### [DOCUMENT PASSAGE]
----

The DLX Processor

For this class, you'll be designing a processor that implements a subset of the DLX instruction set. This subset was chosen to keep the project simple, allowing undergraduates complete the design in a single semester. Nevertheless, this processor has most of the ingredients of a "real" CPU. By the end of the semester, you'll be able to run simple programs on the processor, allowing you to observe the internal operations of a CPU as it executes instructions. This project may seem large at first; that's because you're getting the entire description all at the start of the semester. There will be checkpoints throughout the semester, giving you opportunities to make sure you're on the right track. As you'll see, this project can be broken down into several smaller parts, each of which is small enough to complete in a few weeks.

Overview

The DLX processor uses a load-store architecture similar to that of the MIPS processor we'll be discussing in class. As with the MIPS processor, all DLX instructions are 32 bits long. This decision makes the design considerably easier - fetching an instruction is merely a matter of reading the next 4-byte word from memory.

The DLX processor has 32 registers, each of which is 32 bits long. However, two of these registers are reserved for special purposes. Register 0 always contains zero. It can be used as a source operand whenever zero is needed, and stores to it have no effect. Register 31 is reserved for use by some DLX instructions, as will be described shortly. DLX also has a 32 bit program counter.

Instruction Set

Instruction Formats

There are three instruction formats in DLX: R-type, I-type, and J-type. All instruction formats must specify an opcode; however, the other information in the instruction varies by format. R-type (register) instructions specify three registers in the instruction - two source registers and one destination register. I-type (immediate) instructions specify one source register, one destination register, and a 16-bit immediate value that is sign-extended to 32 bits before it's used. J-type (jump) instructions consist of just the opcode and a 26 bit operand, which is used to calculate the destination address.

----

Location identification items
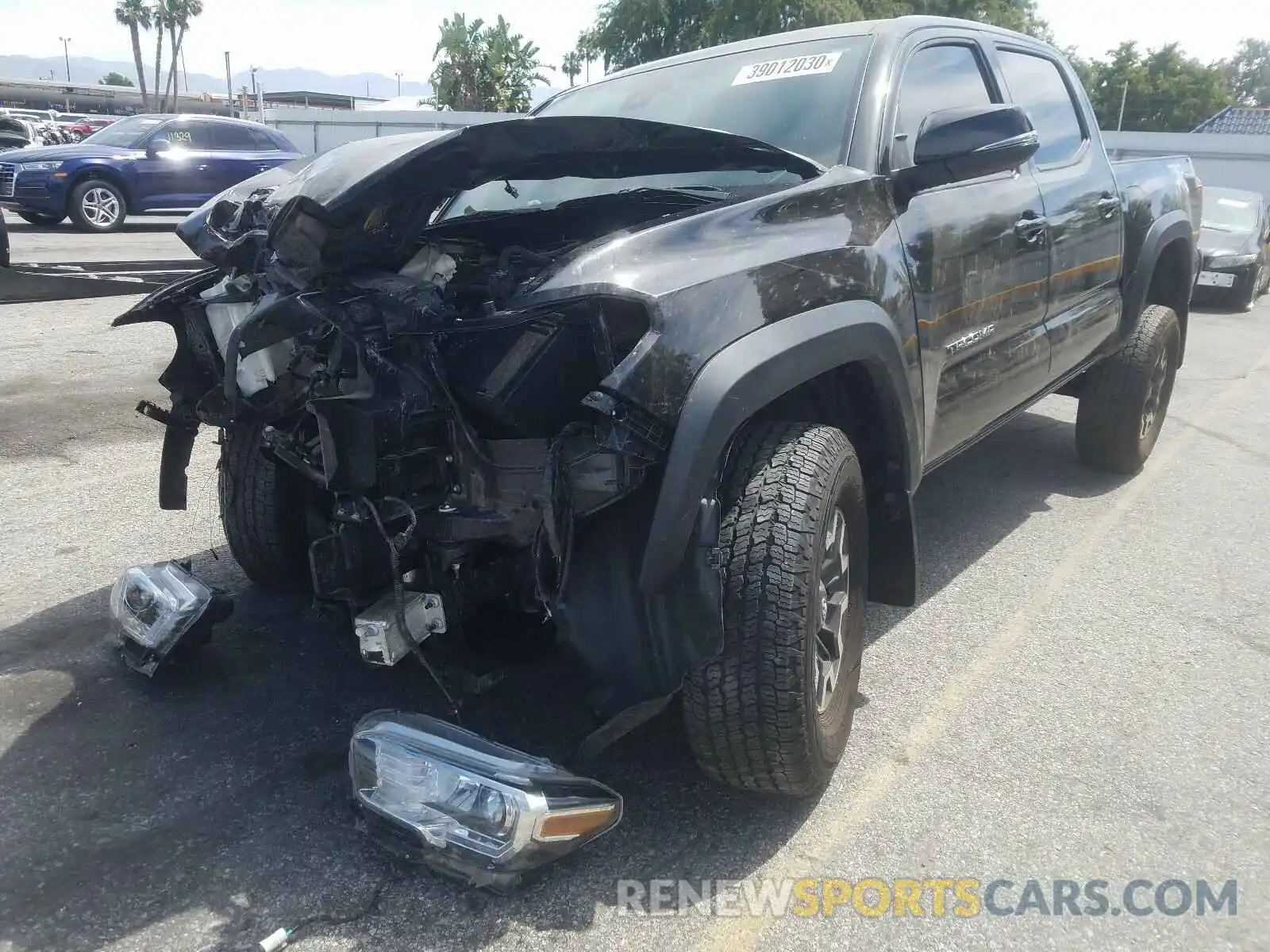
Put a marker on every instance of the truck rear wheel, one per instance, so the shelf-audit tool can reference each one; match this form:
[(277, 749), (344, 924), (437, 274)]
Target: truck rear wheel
[(1126, 397), (264, 512), (774, 711)]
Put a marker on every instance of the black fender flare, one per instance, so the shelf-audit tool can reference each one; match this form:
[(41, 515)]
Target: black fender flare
[(1168, 228), (186, 378), (747, 376)]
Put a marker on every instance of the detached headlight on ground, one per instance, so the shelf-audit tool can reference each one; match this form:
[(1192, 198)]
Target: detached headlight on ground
[(156, 606), (468, 806), (1231, 260)]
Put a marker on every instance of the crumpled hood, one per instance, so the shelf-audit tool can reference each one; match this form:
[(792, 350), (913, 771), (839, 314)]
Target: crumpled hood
[(311, 198), (1216, 240), (48, 154)]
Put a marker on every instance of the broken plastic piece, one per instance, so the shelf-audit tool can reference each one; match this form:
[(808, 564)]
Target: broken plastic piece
[(380, 638)]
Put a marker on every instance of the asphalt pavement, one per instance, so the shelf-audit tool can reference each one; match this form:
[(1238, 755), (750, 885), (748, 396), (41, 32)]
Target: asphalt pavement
[(144, 238), (1080, 693)]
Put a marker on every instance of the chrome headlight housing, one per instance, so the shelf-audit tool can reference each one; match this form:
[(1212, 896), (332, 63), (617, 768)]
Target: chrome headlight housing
[(468, 806), (156, 606), (1232, 260)]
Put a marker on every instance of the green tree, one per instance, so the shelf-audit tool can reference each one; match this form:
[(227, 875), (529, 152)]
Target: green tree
[(484, 69), (630, 32), (572, 65), (1162, 90), (1249, 73), (135, 14)]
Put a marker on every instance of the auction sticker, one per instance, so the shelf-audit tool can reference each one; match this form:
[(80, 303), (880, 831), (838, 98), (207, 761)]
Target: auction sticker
[(812, 65)]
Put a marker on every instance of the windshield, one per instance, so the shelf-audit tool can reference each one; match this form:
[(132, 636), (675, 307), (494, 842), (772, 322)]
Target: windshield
[(125, 133), (798, 97), (1230, 211)]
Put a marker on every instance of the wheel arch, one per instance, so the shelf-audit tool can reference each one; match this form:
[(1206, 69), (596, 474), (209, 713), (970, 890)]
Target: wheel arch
[(105, 173), (841, 365), (1165, 273)]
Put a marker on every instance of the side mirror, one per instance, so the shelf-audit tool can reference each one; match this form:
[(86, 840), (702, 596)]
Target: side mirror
[(967, 143)]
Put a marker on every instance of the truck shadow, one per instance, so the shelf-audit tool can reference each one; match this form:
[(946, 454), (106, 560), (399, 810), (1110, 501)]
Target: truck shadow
[(211, 805), (158, 224)]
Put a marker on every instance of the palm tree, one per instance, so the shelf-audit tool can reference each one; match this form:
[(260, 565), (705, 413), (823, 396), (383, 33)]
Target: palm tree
[(135, 16), (572, 65), (159, 17), (459, 55), (179, 14)]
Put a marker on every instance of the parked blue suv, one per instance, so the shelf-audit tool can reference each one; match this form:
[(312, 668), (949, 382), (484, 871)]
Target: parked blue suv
[(139, 164)]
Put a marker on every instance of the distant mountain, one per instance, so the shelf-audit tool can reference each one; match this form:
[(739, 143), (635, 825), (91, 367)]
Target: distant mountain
[(87, 69)]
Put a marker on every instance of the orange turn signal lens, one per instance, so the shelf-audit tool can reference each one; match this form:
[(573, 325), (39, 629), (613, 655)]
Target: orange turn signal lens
[(578, 822)]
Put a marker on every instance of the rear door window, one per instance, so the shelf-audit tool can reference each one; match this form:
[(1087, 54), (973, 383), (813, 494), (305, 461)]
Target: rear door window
[(228, 137), (1037, 84)]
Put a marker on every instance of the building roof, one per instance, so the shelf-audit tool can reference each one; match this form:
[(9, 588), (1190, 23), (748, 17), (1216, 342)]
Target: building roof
[(1240, 121)]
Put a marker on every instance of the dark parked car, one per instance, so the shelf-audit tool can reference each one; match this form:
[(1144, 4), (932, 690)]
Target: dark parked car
[(1235, 243), (139, 164), (664, 372)]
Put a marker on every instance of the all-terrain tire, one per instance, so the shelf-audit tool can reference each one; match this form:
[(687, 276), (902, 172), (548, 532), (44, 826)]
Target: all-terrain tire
[(1126, 397), (753, 715), (264, 512)]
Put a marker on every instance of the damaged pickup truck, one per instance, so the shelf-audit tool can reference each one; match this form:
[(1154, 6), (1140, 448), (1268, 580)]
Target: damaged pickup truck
[(660, 366)]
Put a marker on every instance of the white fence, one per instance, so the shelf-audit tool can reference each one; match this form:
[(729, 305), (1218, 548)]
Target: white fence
[(1221, 160), (318, 130)]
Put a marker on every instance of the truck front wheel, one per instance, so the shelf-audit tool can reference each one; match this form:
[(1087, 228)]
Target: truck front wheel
[(264, 512), (1126, 397), (774, 710)]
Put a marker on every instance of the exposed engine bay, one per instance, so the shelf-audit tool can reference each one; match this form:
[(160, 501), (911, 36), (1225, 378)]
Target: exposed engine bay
[(393, 327), (441, 436)]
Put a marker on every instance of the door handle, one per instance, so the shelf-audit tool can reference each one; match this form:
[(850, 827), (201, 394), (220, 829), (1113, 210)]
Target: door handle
[(1108, 206), (1032, 228)]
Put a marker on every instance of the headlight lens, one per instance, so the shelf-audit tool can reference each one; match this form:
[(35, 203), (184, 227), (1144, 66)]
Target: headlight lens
[(1231, 260), (469, 806), (154, 607)]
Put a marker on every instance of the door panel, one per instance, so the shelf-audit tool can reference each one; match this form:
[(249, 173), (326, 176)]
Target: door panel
[(981, 304), (1083, 209), (978, 259)]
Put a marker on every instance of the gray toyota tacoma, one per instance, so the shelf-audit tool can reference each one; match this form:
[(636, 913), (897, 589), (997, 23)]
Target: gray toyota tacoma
[(662, 367)]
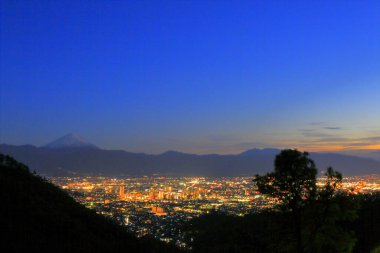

----

### [TASKS FOR THIS EXERCISE]
a) Return the passage of the DLX processor description above, from "For this class, you'll" up to and including "a few weeks.".
b) Translate this sentence from the DLX processor description above into Spanish: "As with the MIPS processor, all DLX instructions are 32 bits long."
c) Extend the DLX processor description above by writing the next few sentences after its last one.

### [TASK ANSWERS]
a)
For this class, you'll be designing a processor that implements a subset of the DLX instruction set. This subset was chosen to keep the project simple, allowing undergraduates complete the design in a single semester. Nevertheless, this processor has most of the ingredients of a "real" CPU. By the end of the semester, you'll be able to run simple programs on the processor, allowing you to observe the internal operations of a CPU as it executes instructions. This project may seem large at first; that's because you're getting the entire description all at the start of the semester. There will be checkpoints throughout the semester, giving you opportunities to make sure you're on the right track. As you'll see, this project can be broken down into several smaller parts, each of which is small enough to complete in a few weeks.

b) Al igual que en el procesador MIPS, todas las instrucciones de DLX tienen una longitud de 32 bits.

c)
These three instruction formats are summarized in this table:

Format Bits

31 26 25 21 20 16 15 11 10 6 5 0

R-type 0x0 Rs1 Rs2 Rd unused opcode

I-type opcode Rs1 Rd immediate

J-type opcode value

Format	Bits
	31 26	25 21	20 16	15 11	10 6	5 0
R-type	0x0	Rs1	Rs2	Rd	unused	opcode
I-type	opcode	Rs1	Rd	immediate
J-type	opcode	value

Instructions

This table lists the instructions that your implementation of DLX must support. The ``real'' DLX includes additional instructions, including some to support floating point calculations. These were left out to simplify implementation. NOTE: the operations for each opcode are specified using C syntax and operators. All immediate values are padded with zeros on the left unless indicated by extend(), in which case they are padded with copies of the left-most bit in the immediate value. Also, some instructions don't use all of the fields available for the format.

Instr. Description Format Opcode Operation (C-style coding)

ADD add R 0x20 Rd = Rs1 + Rs2

ADDI add immediate I 0x08 Rd = Rs1 + extend(immediate)

AND and R 0x24 Rd = Rs1 & Rs2

ANDI and immediate I 0x0c Rd = Rs1 & immediate

BEQZ branch if equal to zero I 0x04 PC += (Rs1 == 0 ? extend(immediate) : 0)

BNEZ branch if not equal to zero I 0x05 PC += (Rs1 != 0 ? extend(immediate) : 0)

J jump J 0x02 PC += extend(value)

JAL jump and link J 0x03 R31 = PC + 4 ; PC += extend(value)

JALR jump and link register I 0x13 R31 = PC + 4 ; PC = Rs1

JR jump register I 0x12 PC = Rs1

LHI load high bits I 0x0f Rd = immediate << 16

LW load woRd I 0x23 Rd = MEM[Rs1 + extend(immediate)]

OR or R 0x25 Rd = Rs1 | Rs2

ORI or immediate I 0x0d Rd = Rs1 | immediate

SEQ set if equal R 0x28 Rd = (Rs1 == Rs2 ? 1 : 0)

SEQI set if equal to immediate I 0x18 Rd = (Rs1 == extend(immediate) ? 1 : 0)

SLE set if less than or equal R 0x2c Rd = (Rs1 <= Rs2 ? 1 : 0)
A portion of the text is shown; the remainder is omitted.